| Tareas y ejercicios |
1. En el texto sobre la novela de Hugo Wast, ¿qué idioma habla todo el mundo cuando han pasado diez años?
2. Retoma el texto sobre la novela de Hugo Wast y continúalo desde su último párrafo.

| Texto fuente |
★ ★ ★
Sin embargo fray Simón, simultáneamente con su vocación sacerdotal, ha comenzado a soñar con una “Iglesia del Porvenir” (J.T., 19). Su nombre no es gratuito porque Hugo Wast debe haber tenido presente cierta simbología de Samaría, ciudad fundada por los israelitas y ocupada por los asirios hacia 721 aC, después por Alejandro y más tarde por los romanos.

Narra nuestro autor el diálogo terrible entre fray Plácido y Voltaire, que es como una voz que anuncia lo que está por venir, a la vez que confiesa su obstinación en el mal: “yo cogí la sentencia, gime Voltaire, que Él no quería firmar, y yo fui mi propio juez” pues “ninguna condenación lleva la firma del Cordero” (J.T., 26).

Fray Plácido sospecha que ha saltado ya el sexto sello y que “las estrellas del cielo cayeron a la tierra” (Ap 6, 12 y 13) (alusión a los apóstatas); esto ocurrirá cuando haya venido el Anticristo, que Voltaire anuncia como el vencedor del Infame y de sus santos (J. T., 27), porque le será permitido “hacer guerras a los santos y vencerlos” (Ap. 13, 7).

Alude a la Bestia del mar, el Anticristo, “con diez cuernos y siete cabezas, y en sus cuernos diez diademas, y en sus cabezas “nombres de blasfemia” (Ap 13, 1).

En la novela de Hugo Wast reaparece la antigua cuestión de si el Anticristo será un ser colectivo o personal; el novelista, correctamente, sostiene que será una persona singular (“el hombre de pecado”) que arrastrará consigo una multitud.

Alude también a la Bestia de la tierra que “tenía dos cuernos como un cordero, pero hablaba como dragón” (Ap13, 11): es decir hablaba como Satán; es, por eso, el falso profeta (II Tes, 2, 9 ss) que hará adorar a la Bestia primera y que, en la novela, es Simón de Samaría.

Pasaron diez años. Mientras la Iglesia Católica, aislada, mantiene el latín, todo el mundo habla el esperanto y se unifica la moneda. Proféticamente, Hugo Wast imagina un mundo en el cual la natalidad decrece (J.T., 34-35) y la secularización llega a la abolición del calendario gregoriano.

Fray Plácido sueña aquel sueño de Daniel, el de las cuatro bestias surgidas del Mar (el mundo gentil): león, oso, leopardo y una cuarta “espantosa y terrible” con dientes de hierro, diez cuernos y uno pequeño con ojos como de hombre “y una boca que profería cosas horribles” (Dan 7, 1-8).

Se produce aquí la segunda aparición de Voltaire en cuya boca pone el autor la interpretación. Sin detenerme en una exégesis intrincada, difícil y frecuentemente hipotética, la cuarta bestia es para muchos, figura del Anticristo; mientras para los antiguos exégetas, los cuatro imperios tienen un sentido histórico, en la novela lo tienen espiritual y representarían la masonería, Escandinavia e Inglaterra, el judaísmo carnalizado y el Anticristo (J.T., 41).
★ ★ ★
[Entradas de anotación de regiones]
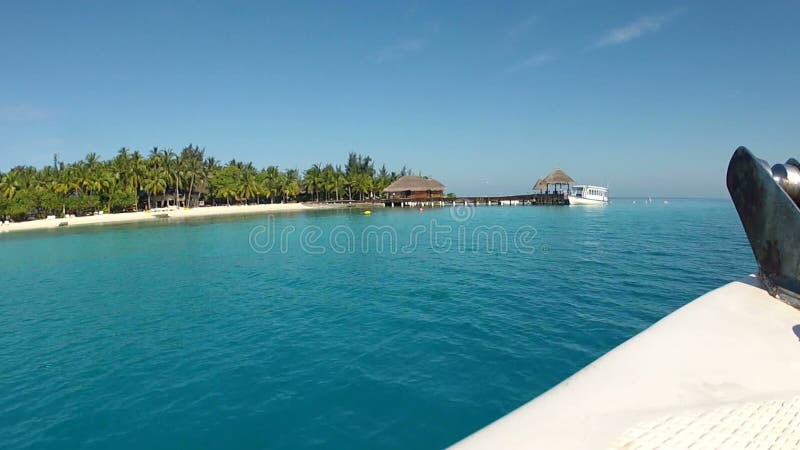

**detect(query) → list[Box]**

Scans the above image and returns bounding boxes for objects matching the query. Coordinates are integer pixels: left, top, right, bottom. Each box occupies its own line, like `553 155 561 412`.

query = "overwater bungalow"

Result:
533 169 575 194
383 175 447 201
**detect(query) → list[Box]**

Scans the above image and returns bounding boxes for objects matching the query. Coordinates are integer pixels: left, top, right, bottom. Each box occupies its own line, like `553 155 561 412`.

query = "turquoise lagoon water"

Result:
0 200 755 450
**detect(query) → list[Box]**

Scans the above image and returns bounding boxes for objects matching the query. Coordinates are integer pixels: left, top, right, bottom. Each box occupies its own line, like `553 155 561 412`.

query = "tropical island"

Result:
0 144 418 224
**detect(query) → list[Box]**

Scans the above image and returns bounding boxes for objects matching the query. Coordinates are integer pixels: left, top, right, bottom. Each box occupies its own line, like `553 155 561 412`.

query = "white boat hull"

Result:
567 195 608 205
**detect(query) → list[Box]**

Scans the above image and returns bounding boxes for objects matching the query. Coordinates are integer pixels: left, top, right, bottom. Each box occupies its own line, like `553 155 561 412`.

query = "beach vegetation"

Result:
0 148 411 221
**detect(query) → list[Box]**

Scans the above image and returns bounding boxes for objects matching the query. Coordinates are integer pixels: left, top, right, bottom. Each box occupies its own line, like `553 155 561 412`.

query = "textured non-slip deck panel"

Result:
611 396 800 450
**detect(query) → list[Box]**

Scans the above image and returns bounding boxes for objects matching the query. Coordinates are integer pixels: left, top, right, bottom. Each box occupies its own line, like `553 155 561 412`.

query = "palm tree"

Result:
161 149 183 206
142 167 168 210
0 170 20 200
303 164 323 202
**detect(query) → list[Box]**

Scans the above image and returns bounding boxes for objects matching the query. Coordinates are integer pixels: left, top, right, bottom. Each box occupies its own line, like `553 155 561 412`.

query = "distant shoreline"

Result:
0 203 354 233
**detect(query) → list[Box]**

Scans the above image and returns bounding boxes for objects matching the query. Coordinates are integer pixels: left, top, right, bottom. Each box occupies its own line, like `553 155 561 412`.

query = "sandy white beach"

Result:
0 203 342 233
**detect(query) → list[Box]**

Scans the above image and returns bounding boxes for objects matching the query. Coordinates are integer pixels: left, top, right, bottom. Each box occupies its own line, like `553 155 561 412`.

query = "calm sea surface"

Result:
0 199 756 450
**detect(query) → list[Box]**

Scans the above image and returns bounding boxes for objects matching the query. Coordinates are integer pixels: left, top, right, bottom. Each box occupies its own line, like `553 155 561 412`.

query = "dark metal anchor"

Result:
727 147 800 308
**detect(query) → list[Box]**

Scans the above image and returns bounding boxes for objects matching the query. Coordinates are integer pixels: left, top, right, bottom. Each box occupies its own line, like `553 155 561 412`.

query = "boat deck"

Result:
455 277 800 450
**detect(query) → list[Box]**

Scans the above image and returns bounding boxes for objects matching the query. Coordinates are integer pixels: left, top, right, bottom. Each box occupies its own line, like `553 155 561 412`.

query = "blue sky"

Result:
0 0 800 197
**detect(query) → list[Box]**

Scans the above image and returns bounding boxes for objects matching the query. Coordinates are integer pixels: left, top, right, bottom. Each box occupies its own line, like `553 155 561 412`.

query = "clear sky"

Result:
0 0 800 197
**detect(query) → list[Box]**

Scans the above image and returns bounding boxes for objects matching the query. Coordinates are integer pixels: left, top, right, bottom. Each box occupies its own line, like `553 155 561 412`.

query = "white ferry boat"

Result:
567 185 608 205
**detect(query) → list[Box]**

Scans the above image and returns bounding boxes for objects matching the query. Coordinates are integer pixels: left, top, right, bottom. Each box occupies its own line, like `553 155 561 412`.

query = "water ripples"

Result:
0 200 755 449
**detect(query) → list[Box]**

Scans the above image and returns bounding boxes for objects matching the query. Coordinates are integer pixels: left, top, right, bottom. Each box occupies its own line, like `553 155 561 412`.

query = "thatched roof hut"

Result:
383 175 447 194
533 169 575 191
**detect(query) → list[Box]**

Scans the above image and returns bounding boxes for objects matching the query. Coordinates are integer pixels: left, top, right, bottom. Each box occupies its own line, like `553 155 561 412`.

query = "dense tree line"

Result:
0 145 408 221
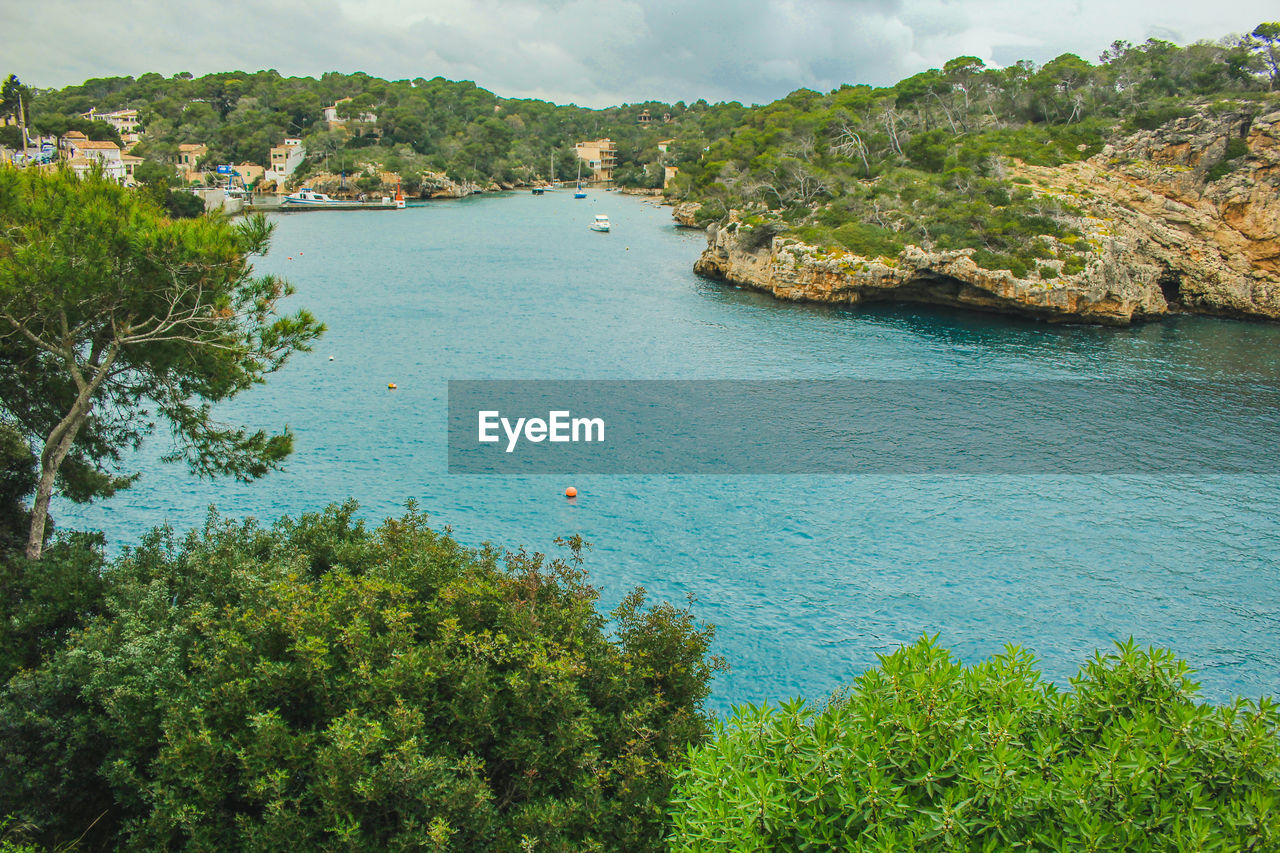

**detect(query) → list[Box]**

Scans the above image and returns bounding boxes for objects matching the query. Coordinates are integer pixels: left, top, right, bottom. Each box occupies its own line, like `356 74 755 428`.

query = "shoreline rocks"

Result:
691 104 1280 325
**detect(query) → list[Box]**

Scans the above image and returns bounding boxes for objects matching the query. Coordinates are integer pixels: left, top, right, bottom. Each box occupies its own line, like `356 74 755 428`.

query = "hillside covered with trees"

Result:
669 24 1280 277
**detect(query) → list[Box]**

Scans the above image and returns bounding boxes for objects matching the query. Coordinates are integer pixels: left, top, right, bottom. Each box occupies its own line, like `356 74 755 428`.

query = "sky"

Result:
0 0 1280 106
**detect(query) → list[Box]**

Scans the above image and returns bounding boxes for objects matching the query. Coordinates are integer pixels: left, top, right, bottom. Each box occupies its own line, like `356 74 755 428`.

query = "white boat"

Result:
284 187 344 205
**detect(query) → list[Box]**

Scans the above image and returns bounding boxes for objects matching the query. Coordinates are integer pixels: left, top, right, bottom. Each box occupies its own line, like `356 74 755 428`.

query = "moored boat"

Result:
283 187 344 205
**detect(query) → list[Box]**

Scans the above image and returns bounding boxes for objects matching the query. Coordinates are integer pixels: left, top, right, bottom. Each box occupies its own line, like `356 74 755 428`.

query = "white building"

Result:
81 109 142 143
262 137 307 191
324 97 378 131
70 140 129 183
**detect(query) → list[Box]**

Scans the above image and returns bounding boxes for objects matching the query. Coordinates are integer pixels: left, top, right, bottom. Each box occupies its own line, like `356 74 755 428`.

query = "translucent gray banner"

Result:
448 379 1280 474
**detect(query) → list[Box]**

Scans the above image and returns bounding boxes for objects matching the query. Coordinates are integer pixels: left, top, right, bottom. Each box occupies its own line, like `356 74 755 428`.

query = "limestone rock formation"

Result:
696 113 1280 325
671 201 703 228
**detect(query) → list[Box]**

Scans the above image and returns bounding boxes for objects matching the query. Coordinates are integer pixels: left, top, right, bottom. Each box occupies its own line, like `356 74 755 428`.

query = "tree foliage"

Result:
672 638 1280 852
0 503 718 852
0 169 324 557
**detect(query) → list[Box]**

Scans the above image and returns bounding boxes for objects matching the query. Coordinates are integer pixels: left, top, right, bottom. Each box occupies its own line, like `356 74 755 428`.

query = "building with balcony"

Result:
178 142 209 182
262 137 307 192
69 140 129 183
573 140 618 183
324 97 378 131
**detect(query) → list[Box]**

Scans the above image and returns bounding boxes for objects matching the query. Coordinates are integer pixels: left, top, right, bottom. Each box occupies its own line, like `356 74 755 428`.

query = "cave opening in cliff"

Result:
1156 272 1183 310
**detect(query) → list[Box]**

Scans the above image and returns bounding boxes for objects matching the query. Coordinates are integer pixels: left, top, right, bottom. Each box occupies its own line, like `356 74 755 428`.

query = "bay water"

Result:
54 191 1280 712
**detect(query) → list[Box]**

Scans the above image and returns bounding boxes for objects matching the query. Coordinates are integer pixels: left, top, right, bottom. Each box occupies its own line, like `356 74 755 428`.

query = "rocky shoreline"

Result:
691 113 1280 325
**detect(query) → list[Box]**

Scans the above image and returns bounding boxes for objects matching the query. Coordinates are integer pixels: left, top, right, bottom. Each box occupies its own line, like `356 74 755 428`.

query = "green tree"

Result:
1248 22 1280 90
0 74 31 157
0 169 324 558
0 503 717 853
672 638 1280 853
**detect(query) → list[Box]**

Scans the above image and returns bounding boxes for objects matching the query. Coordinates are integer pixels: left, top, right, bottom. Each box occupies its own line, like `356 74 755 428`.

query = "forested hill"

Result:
10 24 1280 227
17 70 745 186
675 24 1280 272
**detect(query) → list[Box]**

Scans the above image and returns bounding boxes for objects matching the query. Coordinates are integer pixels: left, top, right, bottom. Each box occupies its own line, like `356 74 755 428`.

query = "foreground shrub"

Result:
672 639 1280 852
0 505 717 852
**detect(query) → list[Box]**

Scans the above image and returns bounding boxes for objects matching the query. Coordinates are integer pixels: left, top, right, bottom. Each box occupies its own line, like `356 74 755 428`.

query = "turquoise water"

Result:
55 192 1280 710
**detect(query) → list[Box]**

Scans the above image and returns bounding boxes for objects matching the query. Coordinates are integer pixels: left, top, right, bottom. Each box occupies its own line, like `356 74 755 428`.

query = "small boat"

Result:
283 187 344 205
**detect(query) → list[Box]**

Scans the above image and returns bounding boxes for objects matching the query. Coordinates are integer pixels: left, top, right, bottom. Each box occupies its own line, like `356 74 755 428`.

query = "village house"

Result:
79 109 142 145
60 131 88 158
120 154 142 187
232 163 266 187
573 140 618 183
324 97 378 131
178 142 209 182
262 137 307 191
70 140 128 183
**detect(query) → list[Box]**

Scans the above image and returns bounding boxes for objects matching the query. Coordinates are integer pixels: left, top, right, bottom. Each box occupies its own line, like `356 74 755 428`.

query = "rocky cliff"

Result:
694 106 1280 318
★ ★ ★
| Respuestas del ejercicio |
1. Todo el mundo habla el esperanto.

2.
El hombre de pecado tendrá como maestro al diablo; pero es libre, “podría hacer el bien si quisiera” y salvarse; el sentido del sueño de Daniel no sería el de cuatro naciones sino cuatro doctrinas que se aliarán al fin de los tiempos y culminarán en el satanismo (J. T., 44).

El novelista puede dar libertad a su imaginación para “construir” una trama, cosa que no puede hacer el exégeta. Pero el novelista no puede permitirse una “construcción” fantástica en pugna con el texto revelado y la exégesis más seria. Hugo Wast no cae en esta falta. Imagina el origen y la genealogía del Anticristo en Ciro Dan que llegará a ser una suerte de emperador del mundo (J.T., 55-73); imagina también que es descendiente de un tal Naboth Dan. Y puede hacerlo por referencia a la pequeña tribu israelita de Dan, pues este Dan es hijo de Jacob y de su sierva Bilhá (Gn 30, 5-6)). Lo cierto es que Ciro Dan adviene bajo el Signo de Satanás en Roma (es el “hijo” del “padre”) señalado por su “profetiza” y reconocido como el Mesías por los judíos carnalizados (J.T., 59-65).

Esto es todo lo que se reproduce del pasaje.